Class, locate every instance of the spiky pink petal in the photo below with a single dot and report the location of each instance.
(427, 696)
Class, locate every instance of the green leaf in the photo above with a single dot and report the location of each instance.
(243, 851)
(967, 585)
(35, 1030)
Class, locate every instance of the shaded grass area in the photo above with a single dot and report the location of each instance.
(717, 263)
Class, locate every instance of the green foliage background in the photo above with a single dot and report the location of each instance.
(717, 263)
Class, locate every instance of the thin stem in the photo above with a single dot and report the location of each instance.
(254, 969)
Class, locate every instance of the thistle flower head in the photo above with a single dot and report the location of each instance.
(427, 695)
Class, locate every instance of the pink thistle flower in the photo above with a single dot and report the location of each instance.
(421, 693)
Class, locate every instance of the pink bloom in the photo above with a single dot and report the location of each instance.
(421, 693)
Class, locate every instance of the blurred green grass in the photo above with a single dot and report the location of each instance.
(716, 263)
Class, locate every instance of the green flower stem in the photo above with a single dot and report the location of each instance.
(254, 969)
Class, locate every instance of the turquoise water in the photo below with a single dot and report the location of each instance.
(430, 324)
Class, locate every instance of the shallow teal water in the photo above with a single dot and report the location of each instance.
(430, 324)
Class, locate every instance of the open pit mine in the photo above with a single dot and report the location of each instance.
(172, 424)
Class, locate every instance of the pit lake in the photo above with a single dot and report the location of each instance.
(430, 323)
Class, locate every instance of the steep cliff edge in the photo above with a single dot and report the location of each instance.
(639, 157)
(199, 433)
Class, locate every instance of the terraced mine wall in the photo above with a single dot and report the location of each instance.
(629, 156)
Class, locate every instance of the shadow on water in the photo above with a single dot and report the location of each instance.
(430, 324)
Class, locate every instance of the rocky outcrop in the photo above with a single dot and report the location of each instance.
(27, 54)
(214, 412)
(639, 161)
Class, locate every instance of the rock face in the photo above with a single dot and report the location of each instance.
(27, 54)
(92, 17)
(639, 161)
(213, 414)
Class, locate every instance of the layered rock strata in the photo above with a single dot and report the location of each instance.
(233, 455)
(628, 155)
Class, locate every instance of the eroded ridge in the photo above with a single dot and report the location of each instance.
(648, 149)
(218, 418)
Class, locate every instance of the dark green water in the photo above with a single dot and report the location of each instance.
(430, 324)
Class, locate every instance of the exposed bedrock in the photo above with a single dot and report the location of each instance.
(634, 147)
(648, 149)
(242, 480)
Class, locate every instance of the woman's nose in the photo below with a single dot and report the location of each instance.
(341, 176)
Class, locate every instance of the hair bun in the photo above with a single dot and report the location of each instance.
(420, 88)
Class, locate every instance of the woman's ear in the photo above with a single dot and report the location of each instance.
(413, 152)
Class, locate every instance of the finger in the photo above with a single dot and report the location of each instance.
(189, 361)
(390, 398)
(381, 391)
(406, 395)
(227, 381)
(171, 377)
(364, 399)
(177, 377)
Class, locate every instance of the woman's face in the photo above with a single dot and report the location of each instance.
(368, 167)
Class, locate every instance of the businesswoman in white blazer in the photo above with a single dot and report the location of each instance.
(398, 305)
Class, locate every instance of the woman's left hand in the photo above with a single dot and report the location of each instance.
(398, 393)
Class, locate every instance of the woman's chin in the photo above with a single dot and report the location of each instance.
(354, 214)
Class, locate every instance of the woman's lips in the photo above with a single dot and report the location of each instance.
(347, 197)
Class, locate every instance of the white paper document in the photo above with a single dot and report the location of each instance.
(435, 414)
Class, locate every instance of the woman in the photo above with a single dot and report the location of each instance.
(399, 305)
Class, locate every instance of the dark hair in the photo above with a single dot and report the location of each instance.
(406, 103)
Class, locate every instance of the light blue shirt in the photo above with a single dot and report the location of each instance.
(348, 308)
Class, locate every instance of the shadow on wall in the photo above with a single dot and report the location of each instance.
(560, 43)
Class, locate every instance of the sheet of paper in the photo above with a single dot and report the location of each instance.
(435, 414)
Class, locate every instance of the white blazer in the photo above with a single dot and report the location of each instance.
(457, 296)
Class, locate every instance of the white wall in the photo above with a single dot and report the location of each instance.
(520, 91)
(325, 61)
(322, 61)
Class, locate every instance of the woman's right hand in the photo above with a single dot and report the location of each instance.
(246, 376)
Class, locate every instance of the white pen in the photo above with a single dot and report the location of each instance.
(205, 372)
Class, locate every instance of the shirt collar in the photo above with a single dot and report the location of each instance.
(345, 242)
-------
WHAT IS REQUIRED: Write out exactly the lines from the line holding "Class, locate every instance of the white blazer" through the last line of the data, and nothing besides those lines.

EXPECTED OUTPUT:
Class, locate every instance of the white blazer in the photo above with a single dot and report the location of each instance.
(457, 296)
Class, locate every instance of the white wall in the photo above with a single dot and report the location of each instance.
(520, 91)
(325, 61)
(322, 61)
Class, locate every instance of the woman's right hand in the photo above with a single dot and report the location of each instance.
(246, 376)
Class, locate every instance of the white pen in the photo above with a single dot and report the location of each instance.
(205, 372)
Class, locate every instance of the shirt collar in the photo above with a single dot and report the location of each instance.
(345, 242)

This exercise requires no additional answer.